SET EXERCISE:
Write out, word for word, the passage of the article below on lawyer confidentiality and a cellphone ticket, starting with "She stopped at" and going on through "cellphone while driving.".

--- Begin TEXT TO READ ---

I hope that you all have had a nice and peaceful
summer.
Before we get to the main course of this article, I
wish to preface with the following disclaimer.
When a law student is ‘called to the Bar’ to become a
Bar-accredited lawyer, he/she initiates his/her career by committing, in a
‘swearing-in’ or ‘affirmation’ ceremony, to never disclose or divulge any
information transmitted to him/her by a client. Predictably, there are certain
(extraordinary) exceptions to this rule, such as when a lawyer is bound by
statute to release particular information under specific, extreme circumstances.
And of course, this rule has generated much case-law about what is and isn’t
included in this blanket coverage. Still, suffice it to say, that as a rule,
whatever is revealed and shared in a lawyer’s office always remains in the
lawyer’s office. Under pain of severe penalty, no gossiping about clients
is tolerated by the Barreau du Québec!
In my own practice, this has been so much the case,
that when friends or acquaintances, of both my wife and I, have consulted me on
legal matters, even regarding those which would eventually become public and
open to all, I have nonetheless never, ever shared any of these details (both
before and after) with my wife and/or anyone else. So much so, that some of these
persons have later quizzed my wife, ‘You mean to tell me that your husband
never told you that I/we…?? It wouldn’t have bothered me!’ Well it’s the
client’s right to say and feel so, but
that doesn’t release any lawyer from his/her obligation. Confidentiality and
privacy are the assurances which every lawyer must deliver, and quite frankly,
anything less would be disastrous for business!
I tell you all this only to state that I will now be
sharing a story with you about a case in which I was recently involved. Before
preparing this article, I consulted with the main characters of the following
events, to seek their approval in letting everybody in on their tale. Furthermore, they reviewed this article
before it was submitted to this newspaper. I have their absolute permission to
go public with the following story.
Below is an account of a woman who received a
moving-violations ticket for allegedly
talking on a cellphone while driving her vehicle. Indeed, an occurrence that could
happen to anybody (hopefully not). From the description of events I believe
that there are significant lessons to be learned from it.
On a hot, breezy Sunday afternoon in May 2010, more
than two years ago, a woman whom we shall call Ms C, was driving her mini-van
home, along with her children.
She stopped at the stop sign of the northeast corner of
Avenue A and Avenue B. Montreal Police
Constable L was waiting in her police vehicle on the southeast corner of the
same two streets. As Ms C proceeded to cross Avenue A, Officer L put her
cruiser’s lights on and signalled for Ms C to pull over.
Not seeing her flashing lights, Ms C proceeded to her home’s
driveway, which is about a 3-second drive from the above-mentioned stop sign. When
she exited the car, she was surprised to see the officer and asked her if there
was any problem.
Ms C’s second statement to the officer was that she had
been obeying the previous block’s posted ‘school zone’ 30-kilometer-per-hour
speed limit. Indeed, the officer agreed that there was no issue with that.
Instead, she accused Ms C of having used a cellphone while driving.
Ms C was stunned! She protested that she had done no such thing, that
she didn’t even have a cellphone with her, and that her cellphone was actually
inside her home with a dead, non-functional battery! (Tell me about it, who
hasn’t been there?!) The police officer’s response was that Ms C had allowed
the phone to drop to the floor of the van when she saw the former coming up
behind her.

--- End TEXT TO READ ---
--- Begin GIVEN DATA ---

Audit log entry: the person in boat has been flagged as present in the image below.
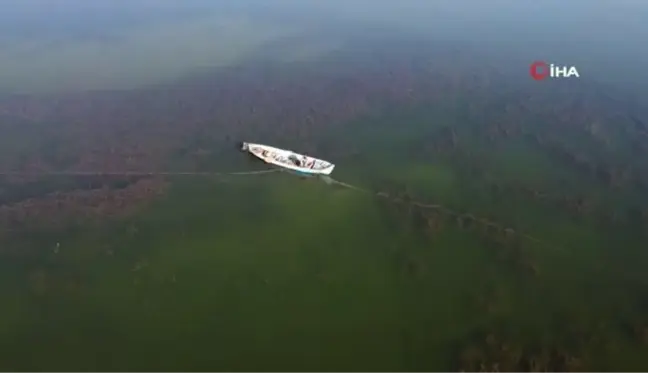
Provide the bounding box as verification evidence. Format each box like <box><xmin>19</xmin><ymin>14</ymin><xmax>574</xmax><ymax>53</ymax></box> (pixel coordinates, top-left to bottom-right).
<box><xmin>288</xmin><ymin>154</ymin><xmax>302</xmax><ymax>167</ymax></box>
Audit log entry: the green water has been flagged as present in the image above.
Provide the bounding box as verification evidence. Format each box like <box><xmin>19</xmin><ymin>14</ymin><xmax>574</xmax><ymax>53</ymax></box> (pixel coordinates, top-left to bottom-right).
<box><xmin>0</xmin><ymin>106</ymin><xmax>648</xmax><ymax>373</ymax></box>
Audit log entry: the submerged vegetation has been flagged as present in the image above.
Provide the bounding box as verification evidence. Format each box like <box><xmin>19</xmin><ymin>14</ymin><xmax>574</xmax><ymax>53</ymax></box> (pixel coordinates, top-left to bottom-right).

--- End GIVEN DATA ---

FINISHED ANSWER:
She stopped at the stop sign of the northeast corner of
Avenue A and Avenue B. Montreal Police
Constable L was waiting in her police vehicle on the southeast corner of the
same two streets. As Ms C proceeded to cross Avenue A, Officer L put her
cruiser’s lights on and signalled for Ms C to pull over.
Not seeing her flashing lights, Ms C proceeded to her home’s
driveway, which is about a 3-second drive from the above-mentioned stop sign. When
she exited the car, she was surprised to see the officer and asked her if there
was any problem.
Ms C’s second statement to the officer was that she had
been obeying the previous block’s posted ‘school zone’ 30-kilometer-per-hour
speed limit. Indeed, the officer agreed that there was no issue with that.
Instead, she accused Ms C of having used a cellphone while driving.